• WORK ORDER:
Reproduce exactly the line that contains "locate topiary ball -- one point per instance" and all lines that follow it in the records below, ending with the last one.
RECORDS FOR THIS TASK section start
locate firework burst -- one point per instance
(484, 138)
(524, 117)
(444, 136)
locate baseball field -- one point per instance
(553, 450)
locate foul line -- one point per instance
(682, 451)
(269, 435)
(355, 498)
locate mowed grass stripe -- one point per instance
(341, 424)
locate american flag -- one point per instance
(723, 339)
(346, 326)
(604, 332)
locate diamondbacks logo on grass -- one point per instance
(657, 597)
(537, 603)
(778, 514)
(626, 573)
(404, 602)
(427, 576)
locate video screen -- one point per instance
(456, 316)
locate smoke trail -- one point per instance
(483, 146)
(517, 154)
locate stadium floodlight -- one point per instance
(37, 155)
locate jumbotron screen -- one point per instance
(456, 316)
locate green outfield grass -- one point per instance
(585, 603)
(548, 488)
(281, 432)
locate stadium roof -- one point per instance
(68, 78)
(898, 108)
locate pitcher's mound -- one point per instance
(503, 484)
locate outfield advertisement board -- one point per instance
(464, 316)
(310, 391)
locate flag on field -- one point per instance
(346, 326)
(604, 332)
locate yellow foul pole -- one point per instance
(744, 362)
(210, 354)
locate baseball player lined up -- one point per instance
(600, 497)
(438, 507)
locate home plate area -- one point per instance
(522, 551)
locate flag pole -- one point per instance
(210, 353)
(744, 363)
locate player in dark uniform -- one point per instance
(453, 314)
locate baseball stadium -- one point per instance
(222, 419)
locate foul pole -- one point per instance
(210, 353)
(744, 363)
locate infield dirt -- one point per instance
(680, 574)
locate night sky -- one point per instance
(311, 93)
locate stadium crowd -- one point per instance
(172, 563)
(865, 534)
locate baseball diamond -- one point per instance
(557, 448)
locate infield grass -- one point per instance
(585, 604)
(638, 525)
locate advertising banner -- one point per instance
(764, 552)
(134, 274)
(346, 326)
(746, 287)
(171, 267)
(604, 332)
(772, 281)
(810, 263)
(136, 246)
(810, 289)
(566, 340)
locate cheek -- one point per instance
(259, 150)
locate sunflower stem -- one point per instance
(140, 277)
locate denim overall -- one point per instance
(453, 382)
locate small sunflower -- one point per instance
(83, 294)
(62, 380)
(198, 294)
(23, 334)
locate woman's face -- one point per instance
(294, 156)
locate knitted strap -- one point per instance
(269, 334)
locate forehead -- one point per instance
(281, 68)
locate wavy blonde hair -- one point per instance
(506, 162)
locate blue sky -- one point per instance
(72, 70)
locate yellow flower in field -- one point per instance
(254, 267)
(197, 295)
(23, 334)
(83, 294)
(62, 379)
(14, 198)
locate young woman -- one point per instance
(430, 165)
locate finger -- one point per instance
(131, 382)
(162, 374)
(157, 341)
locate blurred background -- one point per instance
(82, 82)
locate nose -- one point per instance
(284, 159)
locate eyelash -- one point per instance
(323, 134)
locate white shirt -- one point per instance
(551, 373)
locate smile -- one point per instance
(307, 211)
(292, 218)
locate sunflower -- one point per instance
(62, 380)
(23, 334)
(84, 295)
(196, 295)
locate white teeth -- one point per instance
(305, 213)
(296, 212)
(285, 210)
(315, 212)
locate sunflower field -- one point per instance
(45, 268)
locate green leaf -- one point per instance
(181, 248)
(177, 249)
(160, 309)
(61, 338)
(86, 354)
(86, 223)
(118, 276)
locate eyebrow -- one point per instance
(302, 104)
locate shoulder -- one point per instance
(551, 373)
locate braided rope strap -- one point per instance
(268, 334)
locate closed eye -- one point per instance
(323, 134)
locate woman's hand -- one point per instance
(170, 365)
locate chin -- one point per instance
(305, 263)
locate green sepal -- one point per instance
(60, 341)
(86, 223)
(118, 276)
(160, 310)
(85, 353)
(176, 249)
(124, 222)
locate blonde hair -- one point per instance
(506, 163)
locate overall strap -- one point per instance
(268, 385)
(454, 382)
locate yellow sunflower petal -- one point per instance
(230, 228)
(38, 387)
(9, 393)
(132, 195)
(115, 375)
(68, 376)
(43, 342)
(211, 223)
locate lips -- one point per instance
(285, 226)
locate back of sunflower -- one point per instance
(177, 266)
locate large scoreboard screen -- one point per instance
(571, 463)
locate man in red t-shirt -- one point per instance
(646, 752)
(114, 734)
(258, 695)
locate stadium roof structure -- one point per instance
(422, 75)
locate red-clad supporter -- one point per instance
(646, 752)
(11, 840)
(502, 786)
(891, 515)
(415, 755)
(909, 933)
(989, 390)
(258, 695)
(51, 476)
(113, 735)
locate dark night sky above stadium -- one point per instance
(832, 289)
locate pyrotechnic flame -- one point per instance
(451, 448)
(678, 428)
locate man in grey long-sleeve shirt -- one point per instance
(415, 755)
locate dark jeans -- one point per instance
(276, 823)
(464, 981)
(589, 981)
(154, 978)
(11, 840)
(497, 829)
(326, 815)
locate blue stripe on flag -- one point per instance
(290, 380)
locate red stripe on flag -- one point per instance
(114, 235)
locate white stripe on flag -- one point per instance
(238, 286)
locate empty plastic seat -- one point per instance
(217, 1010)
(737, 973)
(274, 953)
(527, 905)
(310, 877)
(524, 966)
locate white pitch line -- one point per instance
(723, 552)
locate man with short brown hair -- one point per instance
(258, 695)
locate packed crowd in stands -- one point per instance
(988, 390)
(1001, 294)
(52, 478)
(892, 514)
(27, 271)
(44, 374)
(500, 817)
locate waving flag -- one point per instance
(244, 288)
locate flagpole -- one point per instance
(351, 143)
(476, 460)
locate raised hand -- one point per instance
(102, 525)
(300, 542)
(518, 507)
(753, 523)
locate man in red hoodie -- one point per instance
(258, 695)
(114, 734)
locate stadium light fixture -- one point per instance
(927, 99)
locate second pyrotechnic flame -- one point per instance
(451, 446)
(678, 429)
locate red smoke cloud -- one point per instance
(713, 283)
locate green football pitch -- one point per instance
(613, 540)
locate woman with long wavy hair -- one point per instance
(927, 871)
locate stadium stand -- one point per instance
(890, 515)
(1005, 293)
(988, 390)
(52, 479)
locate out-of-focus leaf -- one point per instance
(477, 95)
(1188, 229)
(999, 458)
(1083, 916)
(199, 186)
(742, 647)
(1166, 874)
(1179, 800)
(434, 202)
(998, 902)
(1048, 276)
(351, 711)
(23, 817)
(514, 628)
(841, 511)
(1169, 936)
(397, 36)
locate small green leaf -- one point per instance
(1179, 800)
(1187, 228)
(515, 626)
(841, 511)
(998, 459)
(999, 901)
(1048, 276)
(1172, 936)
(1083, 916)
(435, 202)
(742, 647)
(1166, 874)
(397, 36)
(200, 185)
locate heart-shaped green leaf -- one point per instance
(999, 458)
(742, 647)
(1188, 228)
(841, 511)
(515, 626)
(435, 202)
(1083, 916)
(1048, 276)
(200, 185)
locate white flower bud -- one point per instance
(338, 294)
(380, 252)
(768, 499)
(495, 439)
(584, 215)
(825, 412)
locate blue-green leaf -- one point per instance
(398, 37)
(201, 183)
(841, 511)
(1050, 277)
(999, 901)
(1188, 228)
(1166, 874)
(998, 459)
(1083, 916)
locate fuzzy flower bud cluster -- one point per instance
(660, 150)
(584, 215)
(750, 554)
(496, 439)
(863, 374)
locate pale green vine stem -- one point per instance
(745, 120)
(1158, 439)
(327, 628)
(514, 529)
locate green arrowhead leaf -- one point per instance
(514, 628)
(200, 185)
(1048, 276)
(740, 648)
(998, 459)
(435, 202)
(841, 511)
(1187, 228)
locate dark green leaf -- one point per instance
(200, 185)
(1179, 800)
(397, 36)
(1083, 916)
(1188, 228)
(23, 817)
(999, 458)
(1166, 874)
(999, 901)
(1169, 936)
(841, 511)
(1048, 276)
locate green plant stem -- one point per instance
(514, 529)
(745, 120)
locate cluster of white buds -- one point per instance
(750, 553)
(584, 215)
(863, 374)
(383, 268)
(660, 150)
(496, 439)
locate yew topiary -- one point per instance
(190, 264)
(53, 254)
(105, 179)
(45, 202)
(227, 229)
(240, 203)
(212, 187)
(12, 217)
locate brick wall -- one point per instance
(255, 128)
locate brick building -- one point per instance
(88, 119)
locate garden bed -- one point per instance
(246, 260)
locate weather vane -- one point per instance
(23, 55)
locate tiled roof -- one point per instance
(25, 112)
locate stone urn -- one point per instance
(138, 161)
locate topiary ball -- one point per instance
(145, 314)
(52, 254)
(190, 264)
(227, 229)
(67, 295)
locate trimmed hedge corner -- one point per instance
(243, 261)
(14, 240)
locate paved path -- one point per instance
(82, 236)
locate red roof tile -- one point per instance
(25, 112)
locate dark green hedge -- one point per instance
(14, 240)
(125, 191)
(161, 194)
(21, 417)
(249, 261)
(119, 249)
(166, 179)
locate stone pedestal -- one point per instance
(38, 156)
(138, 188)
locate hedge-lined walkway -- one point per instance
RECORDS FOR THIS TASK section end
• REPLY:
locate topiary ball -- one point per instance
(145, 314)
(52, 254)
(190, 264)
(227, 229)
(67, 295)
locate trimmed hedge corner -- one point per instance
(243, 261)
(14, 240)
locate paved path -- one point per instance
(82, 236)
locate red roof tile -- one point per instance
(25, 112)
locate dark green hedge -- one point per instance
(14, 240)
(125, 191)
(161, 194)
(21, 417)
(249, 261)
(119, 249)
(166, 179)
locate stone pedestal -- one point per instance
(38, 156)
(138, 188)
locate hedge-lined walkway -- one point per instance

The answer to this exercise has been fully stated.